# TASK INSTRUCTIONS:
Exactly as they appear, copy the lines of the listing from the one containing "# test: identify one keypoint per instance of the green foliage" through the final line, both included, and nothing else.

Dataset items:
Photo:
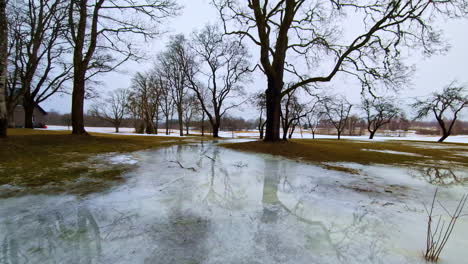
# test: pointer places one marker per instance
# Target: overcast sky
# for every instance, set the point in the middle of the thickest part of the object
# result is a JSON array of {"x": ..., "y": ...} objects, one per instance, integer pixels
[{"x": 431, "y": 73}]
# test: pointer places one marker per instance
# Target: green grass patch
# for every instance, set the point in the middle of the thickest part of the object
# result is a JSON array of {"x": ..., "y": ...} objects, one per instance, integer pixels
[
  {"x": 42, "y": 161},
  {"x": 323, "y": 151}
]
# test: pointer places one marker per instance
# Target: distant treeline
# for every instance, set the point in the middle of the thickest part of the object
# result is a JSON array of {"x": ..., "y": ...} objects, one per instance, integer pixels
[{"x": 356, "y": 126}]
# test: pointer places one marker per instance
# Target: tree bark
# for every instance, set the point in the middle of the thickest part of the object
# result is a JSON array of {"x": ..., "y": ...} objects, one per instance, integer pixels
[
  {"x": 444, "y": 136},
  {"x": 215, "y": 130},
  {"x": 3, "y": 68},
  {"x": 181, "y": 121},
  {"x": 273, "y": 108},
  {"x": 78, "y": 95},
  {"x": 28, "y": 106},
  {"x": 167, "y": 124}
]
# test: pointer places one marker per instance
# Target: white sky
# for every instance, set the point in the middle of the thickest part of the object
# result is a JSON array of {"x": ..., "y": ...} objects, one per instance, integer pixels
[{"x": 431, "y": 73}]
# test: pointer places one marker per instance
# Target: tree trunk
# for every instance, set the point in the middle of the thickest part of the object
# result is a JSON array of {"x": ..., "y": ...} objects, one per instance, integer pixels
[
  {"x": 3, "y": 68},
  {"x": 181, "y": 122},
  {"x": 291, "y": 132},
  {"x": 285, "y": 132},
  {"x": 28, "y": 106},
  {"x": 78, "y": 95},
  {"x": 167, "y": 125},
  {"x": 28, "y": 115},
  {"x": 215, "y": 130},
  {"x": 444, "y": 136},
  {"x": 273, "y": 108},
  {"x": 11, "y": 118},
  {"x": 203, "y": 124}
]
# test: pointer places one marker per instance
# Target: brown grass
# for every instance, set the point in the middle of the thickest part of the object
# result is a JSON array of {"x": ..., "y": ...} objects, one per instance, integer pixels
[
  {"x": 331, "y": 150},
  {"x": 36, "y": 159}
]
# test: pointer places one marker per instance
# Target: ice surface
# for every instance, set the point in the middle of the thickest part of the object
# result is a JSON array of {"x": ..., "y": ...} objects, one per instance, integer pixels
[
  {"x": 255, "y": 134},
  {"x": 200, "y": 203}
]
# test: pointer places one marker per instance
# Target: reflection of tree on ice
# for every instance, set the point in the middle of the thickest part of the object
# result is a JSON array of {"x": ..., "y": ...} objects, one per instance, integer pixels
[
  {"x": 54, "y": 239},
  {"x": 227, "y": 197},
  {"x": 330, "y": 244}
]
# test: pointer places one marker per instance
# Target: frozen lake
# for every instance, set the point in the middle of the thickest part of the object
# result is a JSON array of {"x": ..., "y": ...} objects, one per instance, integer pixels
[{"x": 201, "y": 203}]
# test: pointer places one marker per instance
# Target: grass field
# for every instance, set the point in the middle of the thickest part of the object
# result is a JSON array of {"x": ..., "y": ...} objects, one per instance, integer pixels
[
  {"x": 323, "y": 151},
  {"x": 36, "y": 158}
]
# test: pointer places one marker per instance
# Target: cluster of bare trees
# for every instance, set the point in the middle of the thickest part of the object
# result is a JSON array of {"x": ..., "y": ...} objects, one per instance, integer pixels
[
  {"x": 373, "y": 113},
  {"x": 200, "y": 77},
  {"x": 309, "y": 33},
  {"x": 52, "y": 44}
]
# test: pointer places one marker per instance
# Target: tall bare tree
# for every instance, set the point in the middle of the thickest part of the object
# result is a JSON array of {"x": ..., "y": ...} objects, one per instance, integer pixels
[
  {"x": 3, "y": 68},
  {"x": 146, "y": 94},
  {"x": 379, "y": 111},
  {"x": 337, "y": 110},
  {"x": 37, "y": 52},
  {"x": 167, "y": 104},
  {"x": 307, "y": 34},
  {"x": 225, "y": 67},
  {"x": 258, "y": 100},
  {"x": 314, "y": 116},
  {"x": 445, "y": 105},
  {"x": 174, "y": 62},
  {"x": 100, "y": 32},
  {"x": 113, "y": 108},
  {"x": 291, "y": 113}
]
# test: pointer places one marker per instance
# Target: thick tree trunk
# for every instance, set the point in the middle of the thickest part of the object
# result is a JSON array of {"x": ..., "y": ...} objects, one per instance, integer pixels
[
  {"x": 291, "y": 132},
  {"x": 167, "y": 125},
  {"x": 11, "y": 118},
  {"x": 28, "y": 115},
  {"x": 444, "y": 136},
  {"x": 78, "y": 95},
  {"x": 285, "y": 132},
  {"x": 215, "y": 130},
  {"x": 28, "y": 106},
  {"x": 3, "y": 68},
  {"x": 181, "y": 121},
  {"x": 273, "y": 108},
  {"x": 203, "y": 124}
]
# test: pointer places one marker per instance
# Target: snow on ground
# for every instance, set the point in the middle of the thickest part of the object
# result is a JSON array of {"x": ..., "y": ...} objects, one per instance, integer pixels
[
  {"x": 393, "y": 152},
  {"x": 254, "y": 134}
]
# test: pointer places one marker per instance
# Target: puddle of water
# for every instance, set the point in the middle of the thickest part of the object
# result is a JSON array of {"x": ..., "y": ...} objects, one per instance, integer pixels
[{"x": 200, "y": 203}]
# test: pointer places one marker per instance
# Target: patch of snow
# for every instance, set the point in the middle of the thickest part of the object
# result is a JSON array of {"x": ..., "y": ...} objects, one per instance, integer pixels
[{"x": 394, "y": 152}]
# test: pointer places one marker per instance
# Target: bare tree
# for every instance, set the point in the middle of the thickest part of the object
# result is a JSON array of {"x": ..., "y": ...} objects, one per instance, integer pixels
[
  {"x": 445, "y": 105},
  {"x": 224, "y": 65},
  {"x": 308, "y": 33},
  {"x": 146, "y": 95},
  {"x": 112, "y": 109},
  {"x": 291, "y": 113},
  {"x": 38, "y": 49},
  {"x": 258, "y": 100},
  {"x": 314, "y": 116},
  {"x": 100, "y": 32},
  {"x": 3, "y": 68},
  {"x": 337, "y": 110},
  {"x": 191, "y": 105},
  {"x": 174, "y": 62},
  {"x": 167, "y": 104},
  {"x": 379, "y": 111}
]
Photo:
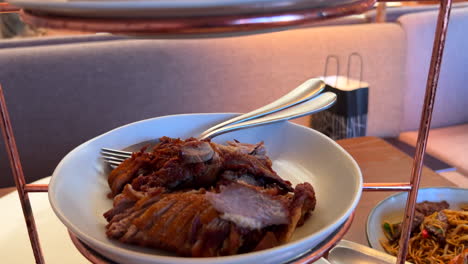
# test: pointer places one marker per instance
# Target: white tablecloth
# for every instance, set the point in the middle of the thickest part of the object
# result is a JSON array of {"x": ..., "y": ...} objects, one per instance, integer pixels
[{"x": 15, "y": 247}]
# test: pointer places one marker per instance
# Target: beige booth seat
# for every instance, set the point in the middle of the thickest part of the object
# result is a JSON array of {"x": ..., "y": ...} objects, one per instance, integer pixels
[
  {"x": 63, "y": 93},
  {"x": 448, "y": 138}
]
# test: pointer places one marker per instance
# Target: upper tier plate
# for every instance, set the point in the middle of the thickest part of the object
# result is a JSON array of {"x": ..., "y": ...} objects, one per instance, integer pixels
[{"x": 172, "y": 8}]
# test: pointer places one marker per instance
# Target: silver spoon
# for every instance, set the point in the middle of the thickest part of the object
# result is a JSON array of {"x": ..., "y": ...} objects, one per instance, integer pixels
[
  {"x": 317, "y": 104},
  {"x": 347, "y": 252},
  {"x": 306, "y": 91}
]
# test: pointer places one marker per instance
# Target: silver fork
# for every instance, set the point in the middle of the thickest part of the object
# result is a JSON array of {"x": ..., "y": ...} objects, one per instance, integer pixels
[{"x": 304, "y": 100}]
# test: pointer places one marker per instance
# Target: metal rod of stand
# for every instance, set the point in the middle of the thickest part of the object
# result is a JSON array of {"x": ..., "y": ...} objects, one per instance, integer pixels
[
  {"x": 20, "y": 182},
  {"x": 423, "y": 133}
]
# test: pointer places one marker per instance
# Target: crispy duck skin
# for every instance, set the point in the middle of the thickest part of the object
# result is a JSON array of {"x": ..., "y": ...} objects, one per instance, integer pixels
[
  {"x": 202, "y": 199},
  {"x": 200, "y": 223},
  {"x": 180, "y": 164}
]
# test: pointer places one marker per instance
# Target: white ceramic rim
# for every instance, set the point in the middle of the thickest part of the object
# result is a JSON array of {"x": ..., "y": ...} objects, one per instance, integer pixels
[
  {"x": 170, "y": 8},
  {"x": 372, "y": 212},
  {"x": 111, "y": 248}
]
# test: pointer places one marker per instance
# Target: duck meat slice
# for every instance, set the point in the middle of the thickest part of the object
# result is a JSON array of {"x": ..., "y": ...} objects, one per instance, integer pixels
[
  {"x": 249, "y": 206},
  {"x": 300, "y": 208},
  {"x": 251, "y": 165},
  {"x": 184, "y": 223},
  {"x": 179, "y": 164}
]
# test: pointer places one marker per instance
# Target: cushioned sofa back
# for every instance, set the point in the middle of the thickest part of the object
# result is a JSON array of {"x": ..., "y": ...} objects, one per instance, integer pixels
[
  {"x": 61, "y": 95},
  {"x": 452, "y": 92}
]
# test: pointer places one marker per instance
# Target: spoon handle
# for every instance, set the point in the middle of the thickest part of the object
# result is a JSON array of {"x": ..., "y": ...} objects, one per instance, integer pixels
[
  {"x": 317, "y": 104},
  {"x": 306, "y": 91}
]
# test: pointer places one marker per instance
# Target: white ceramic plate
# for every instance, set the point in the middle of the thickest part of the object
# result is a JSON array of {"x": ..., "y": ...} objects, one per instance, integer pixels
[
  {"x": 78, "y": 187},
  {"x": 392, "y": 209},
  {"x": 168, "y": 8}
]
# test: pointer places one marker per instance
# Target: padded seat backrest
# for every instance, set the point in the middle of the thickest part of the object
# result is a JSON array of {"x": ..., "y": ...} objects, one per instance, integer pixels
[
  {"x": 61, "y": 95},
  {"x": 452, "y": 93}
]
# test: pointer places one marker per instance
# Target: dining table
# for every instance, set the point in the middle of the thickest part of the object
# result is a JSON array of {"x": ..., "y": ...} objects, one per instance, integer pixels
[{"x": 378, "y": 160}]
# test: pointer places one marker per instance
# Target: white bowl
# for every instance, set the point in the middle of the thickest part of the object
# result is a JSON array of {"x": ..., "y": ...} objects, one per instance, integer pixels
[
  {"x": 78, "y": 188},
  {"x": 392, "y": 209}
]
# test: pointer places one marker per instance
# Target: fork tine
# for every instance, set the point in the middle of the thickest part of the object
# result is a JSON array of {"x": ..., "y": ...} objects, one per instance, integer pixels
[
  {"x": 110, "y": 158},
  {"x": 121, "y": 152},
  {"x": 106, "y": 152},
  {"x": 113, "y": 163}
]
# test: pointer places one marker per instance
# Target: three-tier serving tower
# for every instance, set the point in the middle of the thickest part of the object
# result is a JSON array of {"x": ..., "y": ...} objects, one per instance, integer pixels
[{"x": 229, "y": 24}]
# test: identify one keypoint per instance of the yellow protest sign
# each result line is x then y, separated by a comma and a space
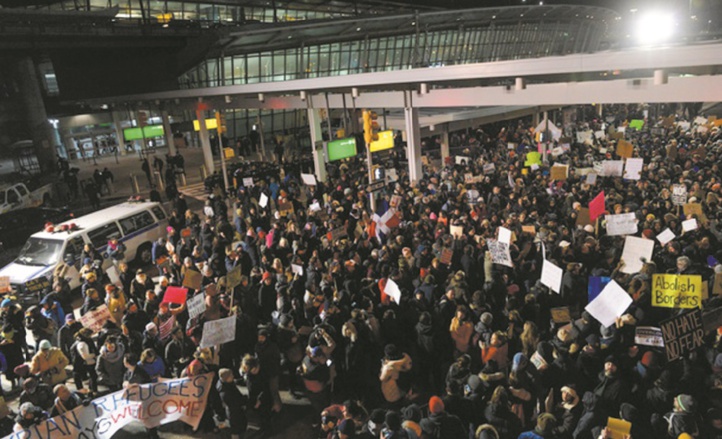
676, 291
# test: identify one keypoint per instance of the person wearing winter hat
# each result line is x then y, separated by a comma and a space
445, 424
683, 417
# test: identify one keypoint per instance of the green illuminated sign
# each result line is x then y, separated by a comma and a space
150, 132
342, 149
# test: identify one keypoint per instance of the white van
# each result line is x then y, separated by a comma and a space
136, 224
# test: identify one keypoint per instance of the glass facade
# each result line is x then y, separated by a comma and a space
427, 49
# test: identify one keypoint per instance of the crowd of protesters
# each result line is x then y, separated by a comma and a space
468, 350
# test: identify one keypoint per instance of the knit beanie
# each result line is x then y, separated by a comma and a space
436, 405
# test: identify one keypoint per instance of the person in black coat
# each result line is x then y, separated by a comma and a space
234, 403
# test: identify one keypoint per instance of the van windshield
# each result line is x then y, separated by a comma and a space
39, 251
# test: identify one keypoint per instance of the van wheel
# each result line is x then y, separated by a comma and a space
144, 255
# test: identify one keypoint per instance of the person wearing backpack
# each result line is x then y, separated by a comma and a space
83, 354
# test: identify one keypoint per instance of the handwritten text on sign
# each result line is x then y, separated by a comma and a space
182, 399
676, 291
682, 334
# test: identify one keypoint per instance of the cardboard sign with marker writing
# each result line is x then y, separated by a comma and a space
625, 149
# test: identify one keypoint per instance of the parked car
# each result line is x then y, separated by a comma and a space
16, 226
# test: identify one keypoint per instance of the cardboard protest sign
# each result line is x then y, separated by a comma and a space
676, 291
679, 195
622, 224
181, 399
499, 253
613, 168
504, 235
192, 279
446, 255
196, 305
596, 206
166, 328
552, 276
559, 172
176, 295
42, 283
309, 179
392, 290
717, 285
625, 149
689, 225
610, 304
217, 332
648, 336
561, 315
96, 318
285, 209
666, 236
233, 278
583, 217
633, 169
635, 250
4, 284
682, 334
596, 285
618, 428
457, 231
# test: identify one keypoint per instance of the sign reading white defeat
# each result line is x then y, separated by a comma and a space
609, 304
217, 332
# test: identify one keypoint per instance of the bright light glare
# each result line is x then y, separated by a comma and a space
655, 27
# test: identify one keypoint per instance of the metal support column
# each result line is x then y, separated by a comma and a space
168, 133
205, 141
314, 124
413, 139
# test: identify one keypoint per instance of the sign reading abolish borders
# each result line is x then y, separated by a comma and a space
182, 399
682, 334
676, 291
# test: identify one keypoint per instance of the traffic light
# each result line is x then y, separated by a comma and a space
371, 126
220, 123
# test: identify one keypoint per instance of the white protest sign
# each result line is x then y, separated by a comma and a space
96, 318
633, 168
622, 224
309, 179
181, 399
666, 236
392, 290
679, 195
460, 158
552, 276
504, 235
217, 332
457, 231
196, 305
613, 168
499, 253
609, 304
636, 249
689, 225
648, 336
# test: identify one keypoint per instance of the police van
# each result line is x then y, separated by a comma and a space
135, 224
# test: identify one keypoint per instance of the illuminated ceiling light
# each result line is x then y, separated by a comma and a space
655, 27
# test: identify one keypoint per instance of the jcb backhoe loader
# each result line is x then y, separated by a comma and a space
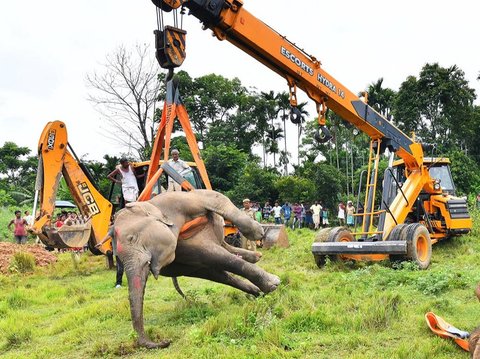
57, 159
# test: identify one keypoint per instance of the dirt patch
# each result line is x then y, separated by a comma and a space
7, 250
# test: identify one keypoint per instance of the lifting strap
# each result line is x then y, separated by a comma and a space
192, 227
445, 330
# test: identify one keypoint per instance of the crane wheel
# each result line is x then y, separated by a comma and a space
336, 234
321, 236
419, 244
397, 235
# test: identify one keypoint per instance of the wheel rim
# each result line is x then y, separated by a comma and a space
422, 248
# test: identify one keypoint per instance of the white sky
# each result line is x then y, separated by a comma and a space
47, 48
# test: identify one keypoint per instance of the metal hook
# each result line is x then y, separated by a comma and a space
295, 115
326, 134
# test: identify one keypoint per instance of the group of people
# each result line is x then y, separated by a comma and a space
299, 214
20, 226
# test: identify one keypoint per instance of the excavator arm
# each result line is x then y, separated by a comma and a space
55, 161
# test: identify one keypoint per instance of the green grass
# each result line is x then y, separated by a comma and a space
345, 310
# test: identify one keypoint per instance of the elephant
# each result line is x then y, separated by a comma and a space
157, 236
474, 341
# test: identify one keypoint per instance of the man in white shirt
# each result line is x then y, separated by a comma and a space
178, 165
128, 180
316, 209
277, 213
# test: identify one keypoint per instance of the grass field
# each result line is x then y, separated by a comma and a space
343, 311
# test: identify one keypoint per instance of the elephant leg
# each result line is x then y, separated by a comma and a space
137, 280
249, 256
223, 277
219, 257
474, 344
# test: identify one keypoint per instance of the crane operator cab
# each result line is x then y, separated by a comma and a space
439, 169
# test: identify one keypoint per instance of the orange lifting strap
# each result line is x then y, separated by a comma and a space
445, 330
173, 108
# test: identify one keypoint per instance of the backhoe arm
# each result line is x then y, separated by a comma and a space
56, 160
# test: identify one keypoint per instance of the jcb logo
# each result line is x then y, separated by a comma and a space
51, 139
88, 199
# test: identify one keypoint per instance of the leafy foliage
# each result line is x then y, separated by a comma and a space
255, 183
295, 189
225, 165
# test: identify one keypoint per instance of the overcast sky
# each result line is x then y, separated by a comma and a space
47, 48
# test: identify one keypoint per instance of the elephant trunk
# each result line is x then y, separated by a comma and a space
137, 280
474, 344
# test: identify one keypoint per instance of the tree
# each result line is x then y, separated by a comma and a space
255, 183
438, 106
225, 165
18, 169
295, 189
125, 94
380, 98
273, 134
330, 183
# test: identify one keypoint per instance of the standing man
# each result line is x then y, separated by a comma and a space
277, 213
341, 214
128, 180
29, 218
267, 210
350, 210
316, 209
287, 213
178, 165
19, 230
297, 215
249, 211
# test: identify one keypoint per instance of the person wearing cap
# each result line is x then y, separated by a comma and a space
249, 211
350, 212
179, 166
128, 180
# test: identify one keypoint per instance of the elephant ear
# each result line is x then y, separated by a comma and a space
151, 211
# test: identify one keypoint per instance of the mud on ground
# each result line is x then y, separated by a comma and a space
7, 250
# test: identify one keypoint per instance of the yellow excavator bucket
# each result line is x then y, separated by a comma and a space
74, 236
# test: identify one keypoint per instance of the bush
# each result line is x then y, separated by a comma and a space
22, 262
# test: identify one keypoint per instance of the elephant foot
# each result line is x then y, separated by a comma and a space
270, 284
251, 257
152, 345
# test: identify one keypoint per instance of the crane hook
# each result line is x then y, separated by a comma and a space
326, 135
295, 115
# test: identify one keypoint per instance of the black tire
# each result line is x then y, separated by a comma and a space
336, 234
419, 244
397, 235
321, 236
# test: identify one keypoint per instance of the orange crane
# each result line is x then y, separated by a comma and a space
419, 213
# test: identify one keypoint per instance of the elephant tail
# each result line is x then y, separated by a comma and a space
177, 287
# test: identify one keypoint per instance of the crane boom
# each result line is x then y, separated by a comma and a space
230, 21
414, 212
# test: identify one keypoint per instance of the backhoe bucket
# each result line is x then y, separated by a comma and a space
74, 236
275, 234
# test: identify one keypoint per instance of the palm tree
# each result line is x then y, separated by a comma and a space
271, 112
283, 105
273, 135
303, 113
380, 98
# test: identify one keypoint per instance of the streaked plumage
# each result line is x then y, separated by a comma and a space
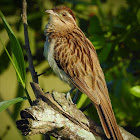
73, 58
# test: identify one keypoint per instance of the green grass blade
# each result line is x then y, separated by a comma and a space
18, 59
17, 71
5, 104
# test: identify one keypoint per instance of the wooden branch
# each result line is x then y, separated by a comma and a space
27, 45
51, 113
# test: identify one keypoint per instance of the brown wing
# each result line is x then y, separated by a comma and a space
76, 55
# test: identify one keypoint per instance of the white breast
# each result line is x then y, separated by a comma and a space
49, 55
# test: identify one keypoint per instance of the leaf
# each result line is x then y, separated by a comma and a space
135, 91
5, 104
18, 59
105, 52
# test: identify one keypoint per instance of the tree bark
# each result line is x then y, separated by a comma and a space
51, 113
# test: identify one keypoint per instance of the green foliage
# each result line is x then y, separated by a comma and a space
116, 37
18, 59
5, 104
135, 91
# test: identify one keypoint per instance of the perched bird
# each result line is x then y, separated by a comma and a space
73, 58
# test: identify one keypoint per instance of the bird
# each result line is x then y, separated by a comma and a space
73, 58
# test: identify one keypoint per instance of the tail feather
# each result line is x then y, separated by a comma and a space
108, 121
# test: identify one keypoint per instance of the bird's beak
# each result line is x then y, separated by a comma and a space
51, 12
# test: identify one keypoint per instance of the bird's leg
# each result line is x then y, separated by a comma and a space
68, 94
75, 96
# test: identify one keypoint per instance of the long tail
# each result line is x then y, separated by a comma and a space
108, 120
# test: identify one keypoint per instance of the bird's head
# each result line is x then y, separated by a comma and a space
61, 19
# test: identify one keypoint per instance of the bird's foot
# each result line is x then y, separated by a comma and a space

# ANSWER:
# test: identify one keypoint per instance of the green foliage
# each result line is x then y, separated by a comma and a space
116, 37
18, 59
5, 104
135, 91
# test: identify one keypoint per instance of the perched bird
# each result line is x then y, separated by a comma and a space
73, 58
# test: identify one keypoint per instance of the bird
# each result line is x then y, separated by a comma and a space
73, 58
# test: identify one keypoint per instance of the tail feather
# each result line is x then y, separated by a comma and a space
108, 121
# test: identify one keypoint per instance of the bird's beak
# each result line is x then y, separated by a comma and a space
51, 12
# test: identify one keypoint per instance of the bird's leg
# each result line is x then y, separated by a comma and a space
68, 94
75, 96
# test: identify one keypoint per instance of the long tail
# each result line is x then y, separated by a comma and a space
108, 120
# test: identify one keypoint per instance of the bird's head
# each result line is x then y, separated by a comma and a space
61, 19
# test: identify one keypoint per instance of the bird's foot
# each result line is x then y, separated by a comma and a space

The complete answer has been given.